TASK TO CARRY OUT: List every line in the records below that contains the word "blue". Treat the match as case-sensitive.

(Excerpts from a detection dataset)
——

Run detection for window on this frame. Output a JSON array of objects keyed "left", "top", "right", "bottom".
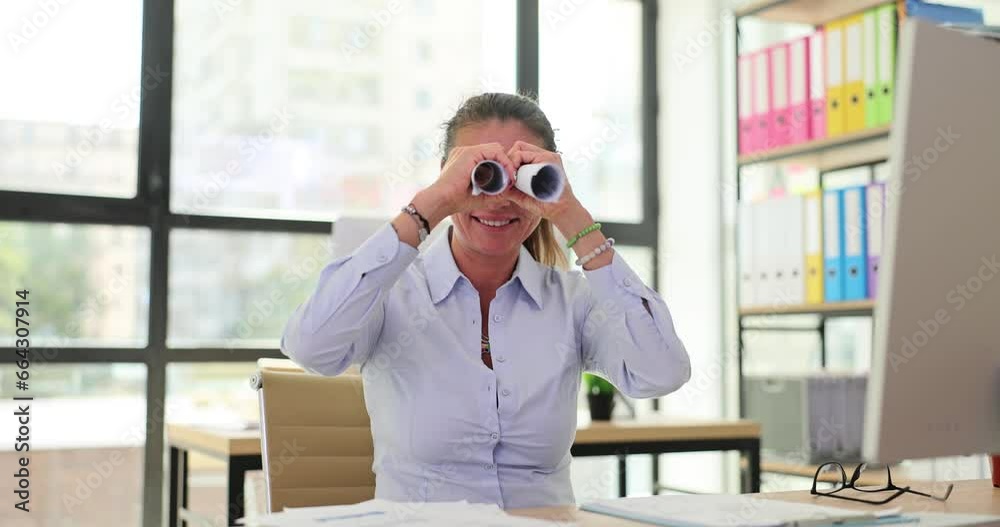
[
  {"left": 0, "top": 0, "right": 656, "bottom": 526},
  {"left": 0, "top": 361, "right": 146, "bottom": 527},
  {"left": 0, "top": 0, "right": 142, "bottom": 198},
  {"left": 171, "top": 0, "right": 515, "bottom": 219},
  {"left": 539, "top": 0, "right": 644, "bottom": 223},
  {"left": 167, "top": 229, "right": 332, "bottom": 349},
  {"left": 0, "top": 222, "right": 149, "bottom": 348}
]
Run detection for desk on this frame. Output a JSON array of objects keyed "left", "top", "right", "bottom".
[
  {"left": 569, "top": 420, "right": 760, "bottom": 497},
  {"left": 167, "top": 425, "right": 262, "bottom": 527},
  {"left": 508, "top": 479, "right": 1000, "bottom": 527},
  {"left": 167, "top": 420, "right": 760, "bottom": 527}
]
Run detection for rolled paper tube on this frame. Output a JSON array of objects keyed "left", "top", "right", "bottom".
[
  {"left": 514, "top": 163, "right": 566, "bottom": 203},
  {"left": 472, "top": 160, "right": 510, "bottom": 196}
]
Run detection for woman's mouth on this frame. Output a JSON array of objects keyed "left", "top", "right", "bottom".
[{"left": 472, "top": 216, "right": 520, "bottom": 231}]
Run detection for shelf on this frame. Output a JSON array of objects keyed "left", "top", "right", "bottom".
[
  {"left": 735, "top": 0, "right": 888, "bottom": 26},
  {"left": 736, "top": 126, "right": 892, "bottom": 171},
  {"left": 740, "top": 300, "right": 875, "bottom": 317}
]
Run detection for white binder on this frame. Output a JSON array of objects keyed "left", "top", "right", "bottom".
[
  {"left": 751, "top": 200, "right": 774, "bottom": 305},
  {"left": 738, "top": 201, "right": 757, "bottom": 307}
]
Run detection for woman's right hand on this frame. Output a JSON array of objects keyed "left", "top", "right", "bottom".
[{"left": 413, "top": 143, "right": 517, "bottom": 228}]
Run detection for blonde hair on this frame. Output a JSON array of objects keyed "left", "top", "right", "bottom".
[{"left": 441, "top": 93, "right": 569, "bottom": 269}]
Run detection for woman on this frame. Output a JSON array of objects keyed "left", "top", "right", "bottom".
[{"left": 281, "top": 93, "right": 691, "bottom": 508}]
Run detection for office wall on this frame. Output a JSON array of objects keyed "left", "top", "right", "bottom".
[{"left": 658, "top": 0, "right": 727, "bottom": 491}]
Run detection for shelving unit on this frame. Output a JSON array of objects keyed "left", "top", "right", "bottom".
[
  {"left": 740, "top": 300, "right": 875, "bottom": 317},
  {"left": 735, "top": 0, "right": 886, "bottom": 26},
  {"left": 733, "top": 0, "right": 891, "bottom": 478},
  {"left": 736, "top": 126, "right": 891, "bottom": 170}
]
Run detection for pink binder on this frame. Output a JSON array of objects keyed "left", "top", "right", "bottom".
[
  {"left": 788, "top": 37, "right": 812, "bottom": 144},
  {"left": 751, "top": 50, "right": 771, "bottom": 151},
  {"left": 807, "top": 29, "right": 826, "bottom": 139},
  {"left": 736, "top": 55, "right": 756, "bottom": 154},
  {"left": 767, "top": 43, "right": 791, "bottom": 148}
]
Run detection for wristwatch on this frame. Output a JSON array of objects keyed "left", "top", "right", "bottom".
[{"left": 403, "top": 203, "right": 431, "bottom": 243}]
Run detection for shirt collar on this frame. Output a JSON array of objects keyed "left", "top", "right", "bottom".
[{"left": 423, "top": 227, "right": 544, "bottom": 309}]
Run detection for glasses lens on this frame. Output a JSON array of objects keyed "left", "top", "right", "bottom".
[
  {"left": 851, "top": 463, "right": 890, "bottom": 491},
  {"left": 816, "top": 463, "right": 847, "bottom": 493}
]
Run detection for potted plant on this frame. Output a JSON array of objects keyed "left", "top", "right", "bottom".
[{"left": 583, "top": 373, "right": 615, "bottom": 421}]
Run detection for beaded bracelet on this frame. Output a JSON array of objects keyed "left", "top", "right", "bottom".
[
  {"left": 576, "top": 238, "right": 615, "bottom": 267},
  {"left": 566, "top": 223, "right": 601, "bottom": 249}
]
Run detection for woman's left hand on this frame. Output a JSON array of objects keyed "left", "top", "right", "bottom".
[{"left": 504, "top": 141, "right": 580, "bottom": 222}]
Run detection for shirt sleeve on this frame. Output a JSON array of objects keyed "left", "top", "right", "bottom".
[
  {"left": 281, "top": 224, "right": 419, "bottom": 375},
  {"left": 582, "top": 252, "right": 691, "bottom": 398}
]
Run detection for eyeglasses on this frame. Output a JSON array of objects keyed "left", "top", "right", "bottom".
[{"left": 809, "top": 461, "right": 955, "bottom": 505}]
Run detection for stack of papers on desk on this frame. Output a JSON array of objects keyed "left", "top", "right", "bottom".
[
  {"left": 581, "top": 495, "right": 913, "bottom": 527},
  {"left": 236, "top": 499, "right": 564, "bottom": 527}
]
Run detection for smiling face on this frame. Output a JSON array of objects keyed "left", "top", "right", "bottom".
[{"left": 452, "top": 119, "right": 545, "bottom": 256}]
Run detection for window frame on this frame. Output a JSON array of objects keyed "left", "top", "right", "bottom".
[{"left": 0, "top": 0, "right": 659, "bottom": 525}]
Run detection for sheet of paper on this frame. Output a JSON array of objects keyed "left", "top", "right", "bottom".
[
  {"left": 902, "top": 512, "right": 1000, "bottom": 527},
  {"left": 238, "top": 499, "right": 564, "bottom": 527}
]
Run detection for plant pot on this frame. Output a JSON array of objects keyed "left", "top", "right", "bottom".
[{"left": 587, "top": 393, "right": 615, "bottom": 421}]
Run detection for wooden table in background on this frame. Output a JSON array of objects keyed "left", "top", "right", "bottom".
[
  {"left": 167, "top": 425, "right": 262, "bottom": 527},
  {"left": 167, "top": 420, "right": 760, "bottom": 527},
  {"left": 507, "top": 479, "right": 1000, "bottom": 527}
]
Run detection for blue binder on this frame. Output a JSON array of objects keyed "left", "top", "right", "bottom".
[
  {"left": 906, "top": 0, "right": 983, "bottom": 24},
  {"left": 823, "top": 190, "right": 844, "bottom": 302},
  {"left": 841, "top": 187, "right": 868, "bottom": 300}
]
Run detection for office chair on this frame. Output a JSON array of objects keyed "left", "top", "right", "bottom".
[{"left": 251, "top": 359, "right": 375, "bottom": 512}]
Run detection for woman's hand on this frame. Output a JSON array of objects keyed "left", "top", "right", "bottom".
[
  {"left": 504, "top": 141, "right": 589, "bottom": 234},
  {"left": 413, "top": 143, "right": 517, "bottom": 228}
]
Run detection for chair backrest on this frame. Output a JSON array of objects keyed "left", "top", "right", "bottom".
[{"left": 253, "top": 359, "right": 375, "bottom": 511}]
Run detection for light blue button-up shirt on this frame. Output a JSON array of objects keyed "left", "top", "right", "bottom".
[{"left": 281, "top": 225, "right": 691, "bottom": 508}]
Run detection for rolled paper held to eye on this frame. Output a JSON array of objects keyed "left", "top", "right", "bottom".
[
  {"left": 514, "top": 163, "right": 566, "bottom": 203},
  {"left": 472, "top": 160, "right": 510, "bottom": 196}
]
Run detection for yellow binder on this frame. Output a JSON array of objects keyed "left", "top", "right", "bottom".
[
  {"left": 844, "top": 14, "right": 866, "bottom": 133},
  {"left": 803, "top": 189, "right": 824, "bottom": 304},
  {"left": 824, "top": 20, "right": 846, "bottom": 137}
]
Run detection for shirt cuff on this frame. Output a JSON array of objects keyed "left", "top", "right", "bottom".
[
  {"left": 583, "top": 251, "right": 646, "bottom": 298},
  {"left": 349, "top": 223, "right": 420, "bottom": 275}
]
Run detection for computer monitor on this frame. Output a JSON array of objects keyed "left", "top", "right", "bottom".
[{"left": 863, "top": 20, "right": 1000, "bottom": 463}]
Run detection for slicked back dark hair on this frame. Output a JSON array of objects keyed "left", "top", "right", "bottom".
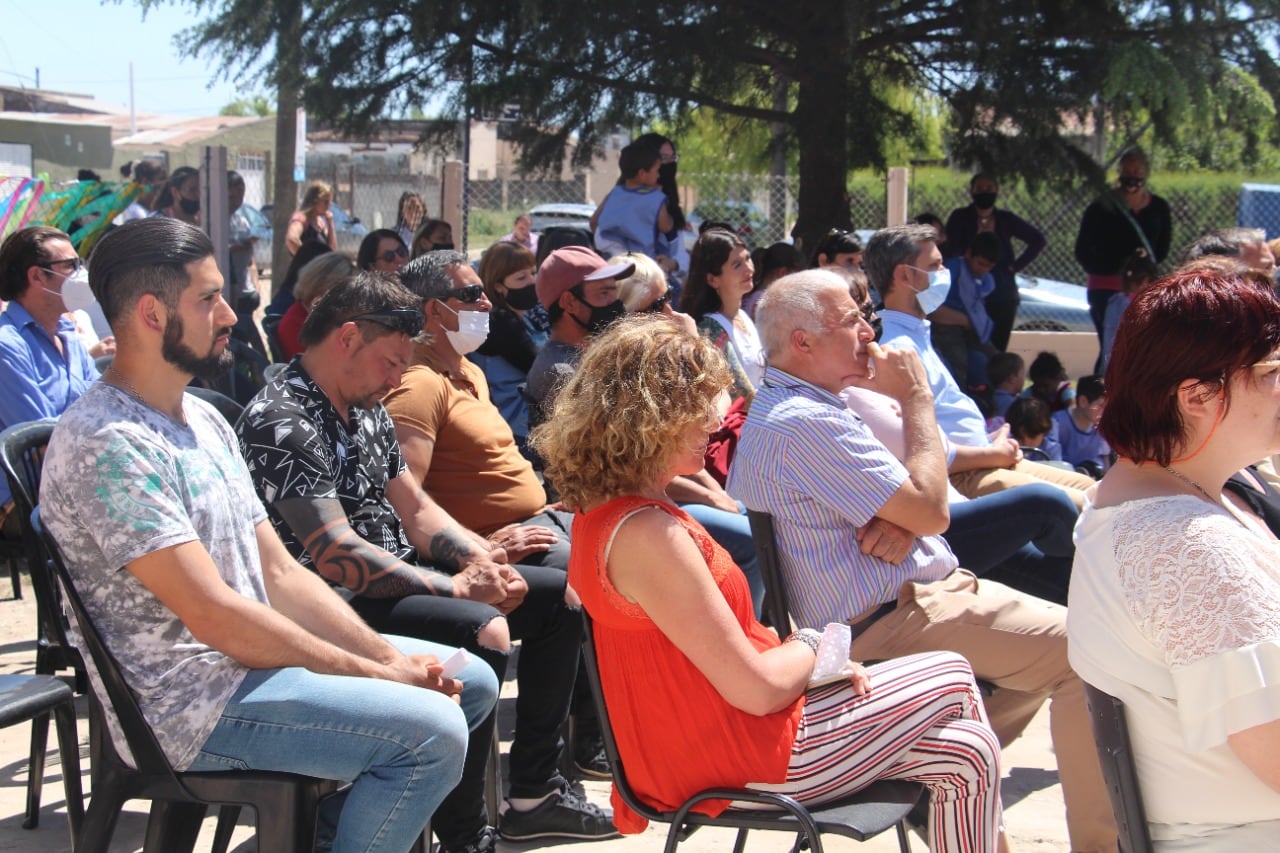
[
  {"left": 0, "top": 225, "right": 72, "bottom": 300},
  {"left": 88, "top": 216, "right": 214, "bottom": 327},
  {"left": 298, "top": 270, "right": 422, "bottom": 347},
  {"left": 401, "top": 248, "right": 470, "bottom": 305}
]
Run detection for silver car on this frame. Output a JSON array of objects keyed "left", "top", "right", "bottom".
[{"left": 1014, "top": 275, "right": 1097, "bottom": 334}]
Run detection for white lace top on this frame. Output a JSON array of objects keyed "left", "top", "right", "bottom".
[{"left": 1066, "top": 496, "right": 1280, "bottom": 849}]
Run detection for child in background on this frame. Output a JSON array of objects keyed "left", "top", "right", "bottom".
[
  {"left": 591, "top": 141, "right": 676, "bottom": 273},
  {"left": 1005, "top": 397, "right": 1062, "bottom": 462},
  {"left": 1102, "top": 248, "right": 1160, "bottom": 373},
  {"left": 987, "top": 352, "right": 1027, "bottom": 418},
  {"left": 1053, "top": 375, "right": 1111, "bottom": 479},
  {"left": 1021, "top": 352, "right": 1075, "bottom": 414}
]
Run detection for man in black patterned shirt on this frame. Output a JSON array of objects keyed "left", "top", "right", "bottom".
[{"left": 236, "top": 273, "right": 617, "bottom": 853}]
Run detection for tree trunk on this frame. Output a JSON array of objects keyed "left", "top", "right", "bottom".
[{"left": 794, "top": 76, "right": 852, "bottom": 256}]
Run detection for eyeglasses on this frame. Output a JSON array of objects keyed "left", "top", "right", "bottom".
[
  {"left": 40, "top": 257, "right": 84, "bottom": 275},
  {"left": 444, "top": 284, "right": 484, "bottom": 305},
  {"left": 640, "top": 291, "right": 671, "bottom": 314},
  {"left": 343, "top": 309, "right": 426, "bottom": 337}
]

——

RESULT OF THE TASK:
Run detection for blue binder on this frame. Output a JSON array of objects keyed "left", "top", "right", "bottom".
Run detection for light blue button-up shirt on this frame. Output a JSON array of objects keyed "left", "top", "right", "bottom".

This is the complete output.